» **Saved entries**
==========
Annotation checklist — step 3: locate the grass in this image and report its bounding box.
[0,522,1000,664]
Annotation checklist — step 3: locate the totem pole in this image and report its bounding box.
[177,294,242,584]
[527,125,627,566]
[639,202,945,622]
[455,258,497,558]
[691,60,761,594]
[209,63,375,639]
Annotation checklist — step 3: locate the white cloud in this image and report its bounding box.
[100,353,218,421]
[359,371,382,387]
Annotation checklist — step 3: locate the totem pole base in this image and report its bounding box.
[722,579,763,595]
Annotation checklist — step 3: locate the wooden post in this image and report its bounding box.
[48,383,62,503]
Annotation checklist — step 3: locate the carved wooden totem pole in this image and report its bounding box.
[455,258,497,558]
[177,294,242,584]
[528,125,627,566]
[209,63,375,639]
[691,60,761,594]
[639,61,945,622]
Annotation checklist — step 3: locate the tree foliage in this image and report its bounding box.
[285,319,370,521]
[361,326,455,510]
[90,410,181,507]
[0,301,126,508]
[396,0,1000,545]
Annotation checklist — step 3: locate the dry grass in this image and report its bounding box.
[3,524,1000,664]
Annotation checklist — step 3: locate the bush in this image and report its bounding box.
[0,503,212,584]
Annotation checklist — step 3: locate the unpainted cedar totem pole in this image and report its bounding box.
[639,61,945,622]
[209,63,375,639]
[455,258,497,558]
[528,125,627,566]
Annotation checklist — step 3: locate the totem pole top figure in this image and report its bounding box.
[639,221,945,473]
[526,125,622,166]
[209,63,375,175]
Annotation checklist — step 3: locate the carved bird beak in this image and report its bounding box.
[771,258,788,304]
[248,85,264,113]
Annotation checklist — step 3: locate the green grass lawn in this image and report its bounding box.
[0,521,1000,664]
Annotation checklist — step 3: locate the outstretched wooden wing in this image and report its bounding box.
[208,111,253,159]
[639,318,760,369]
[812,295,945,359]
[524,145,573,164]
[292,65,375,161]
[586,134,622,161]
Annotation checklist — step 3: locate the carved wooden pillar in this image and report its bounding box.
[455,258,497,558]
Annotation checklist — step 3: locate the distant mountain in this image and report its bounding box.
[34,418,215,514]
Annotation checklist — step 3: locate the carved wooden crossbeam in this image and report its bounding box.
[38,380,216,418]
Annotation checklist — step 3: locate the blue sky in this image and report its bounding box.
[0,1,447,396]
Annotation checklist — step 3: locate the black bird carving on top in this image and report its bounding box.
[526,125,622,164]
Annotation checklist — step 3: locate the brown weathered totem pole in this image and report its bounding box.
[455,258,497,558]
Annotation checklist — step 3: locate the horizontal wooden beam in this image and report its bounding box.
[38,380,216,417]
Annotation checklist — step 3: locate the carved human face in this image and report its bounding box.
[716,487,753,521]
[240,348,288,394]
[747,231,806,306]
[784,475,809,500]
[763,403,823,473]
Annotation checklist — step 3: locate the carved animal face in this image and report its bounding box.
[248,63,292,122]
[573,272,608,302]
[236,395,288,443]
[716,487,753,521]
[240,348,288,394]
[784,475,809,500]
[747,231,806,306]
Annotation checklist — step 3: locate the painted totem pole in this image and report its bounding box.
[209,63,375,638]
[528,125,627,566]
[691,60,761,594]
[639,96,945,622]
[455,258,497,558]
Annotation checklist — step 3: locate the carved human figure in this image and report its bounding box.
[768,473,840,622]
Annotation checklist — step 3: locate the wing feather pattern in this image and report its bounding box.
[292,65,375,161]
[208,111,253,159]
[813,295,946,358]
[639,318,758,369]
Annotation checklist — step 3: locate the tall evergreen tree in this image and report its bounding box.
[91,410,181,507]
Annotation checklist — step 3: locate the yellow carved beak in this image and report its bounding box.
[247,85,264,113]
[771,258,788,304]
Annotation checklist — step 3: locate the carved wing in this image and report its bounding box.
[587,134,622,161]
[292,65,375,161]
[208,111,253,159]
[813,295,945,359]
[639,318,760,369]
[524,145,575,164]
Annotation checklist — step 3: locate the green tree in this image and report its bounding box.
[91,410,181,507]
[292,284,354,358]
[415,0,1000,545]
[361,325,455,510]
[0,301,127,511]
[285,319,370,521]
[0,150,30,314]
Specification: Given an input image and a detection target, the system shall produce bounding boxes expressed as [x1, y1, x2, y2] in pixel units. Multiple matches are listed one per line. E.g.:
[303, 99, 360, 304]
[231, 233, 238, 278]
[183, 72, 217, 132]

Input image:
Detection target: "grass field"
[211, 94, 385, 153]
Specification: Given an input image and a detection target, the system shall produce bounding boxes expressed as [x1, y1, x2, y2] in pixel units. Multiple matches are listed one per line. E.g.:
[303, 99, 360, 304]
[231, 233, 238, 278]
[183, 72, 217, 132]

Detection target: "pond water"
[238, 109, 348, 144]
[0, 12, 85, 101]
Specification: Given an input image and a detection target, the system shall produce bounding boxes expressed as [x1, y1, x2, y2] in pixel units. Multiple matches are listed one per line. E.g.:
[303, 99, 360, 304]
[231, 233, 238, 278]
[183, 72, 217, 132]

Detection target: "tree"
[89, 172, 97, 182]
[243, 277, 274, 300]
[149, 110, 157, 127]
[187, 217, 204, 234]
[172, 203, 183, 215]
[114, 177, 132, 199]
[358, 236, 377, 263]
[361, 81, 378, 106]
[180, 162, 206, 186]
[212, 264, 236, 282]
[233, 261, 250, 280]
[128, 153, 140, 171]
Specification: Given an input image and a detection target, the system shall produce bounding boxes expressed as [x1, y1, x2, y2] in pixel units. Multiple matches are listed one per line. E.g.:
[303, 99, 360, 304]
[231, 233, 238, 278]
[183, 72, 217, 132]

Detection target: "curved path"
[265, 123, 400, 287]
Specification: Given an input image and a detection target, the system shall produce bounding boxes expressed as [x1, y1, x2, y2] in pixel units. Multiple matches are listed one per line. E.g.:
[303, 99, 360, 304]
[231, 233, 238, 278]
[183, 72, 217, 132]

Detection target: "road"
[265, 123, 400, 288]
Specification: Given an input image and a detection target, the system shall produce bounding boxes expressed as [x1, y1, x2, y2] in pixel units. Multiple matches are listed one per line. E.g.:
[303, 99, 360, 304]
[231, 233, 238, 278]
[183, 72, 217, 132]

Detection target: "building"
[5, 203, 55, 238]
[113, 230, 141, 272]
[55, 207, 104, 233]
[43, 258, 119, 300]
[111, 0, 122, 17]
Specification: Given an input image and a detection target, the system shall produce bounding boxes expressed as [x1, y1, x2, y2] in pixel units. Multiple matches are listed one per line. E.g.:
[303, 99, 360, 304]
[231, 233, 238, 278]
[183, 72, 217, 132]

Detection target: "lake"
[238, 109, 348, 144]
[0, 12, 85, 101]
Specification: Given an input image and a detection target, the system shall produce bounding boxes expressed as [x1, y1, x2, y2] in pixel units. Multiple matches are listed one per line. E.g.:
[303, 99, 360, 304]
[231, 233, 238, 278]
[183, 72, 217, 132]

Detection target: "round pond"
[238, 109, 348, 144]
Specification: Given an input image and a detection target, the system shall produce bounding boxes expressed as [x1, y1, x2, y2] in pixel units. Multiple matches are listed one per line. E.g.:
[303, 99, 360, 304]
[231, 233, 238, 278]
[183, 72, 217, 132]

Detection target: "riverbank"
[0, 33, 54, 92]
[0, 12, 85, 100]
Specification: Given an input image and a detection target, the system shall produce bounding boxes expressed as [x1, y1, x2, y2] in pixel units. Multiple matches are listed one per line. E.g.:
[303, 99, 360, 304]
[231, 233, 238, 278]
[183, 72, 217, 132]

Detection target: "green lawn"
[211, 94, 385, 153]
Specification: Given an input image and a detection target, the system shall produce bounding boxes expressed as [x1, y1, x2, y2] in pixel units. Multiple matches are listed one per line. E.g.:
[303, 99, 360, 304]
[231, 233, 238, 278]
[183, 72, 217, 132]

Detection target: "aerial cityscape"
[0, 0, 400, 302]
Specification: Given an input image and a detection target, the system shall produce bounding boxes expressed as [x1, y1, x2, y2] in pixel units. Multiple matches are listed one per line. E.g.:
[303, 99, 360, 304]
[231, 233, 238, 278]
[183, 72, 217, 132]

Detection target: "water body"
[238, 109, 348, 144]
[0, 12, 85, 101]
==========
» **Exercise task**
Rewrite the entries above as a numbered list, starting from the first line and ending with the line that contains "[48,383,62,503]", with both ends included and any blank lines omitted.

» **Response to this exercise**
1. Annotation checklist — step 3: locate the grass in this image and report its bounding box.
2. [0,522,1000,664]
3. Annotation checklist — step 3: locate the totem pole in this image and report its bounding box.
4. [177,294,242,584]
5. [527,125,627,566]
6. [639,202,945,622]
7. [455,258,497,558]
8. [691,60,761,594]
9. [209,63,375,639]
10. Annotation checklist — step 3: locate the white cloud in this image and report its bounding box.
11. [100,353,218,421]
12. [359,371,382,387]
13. Annotation checklist — step 3: locate the totem pole base in this image and report its bounding box.
14. [722,579,763,595]
15. Annotation checklist — step 3: locate the wooden post in this image and report its bounding box.
16. [48,383,62,503]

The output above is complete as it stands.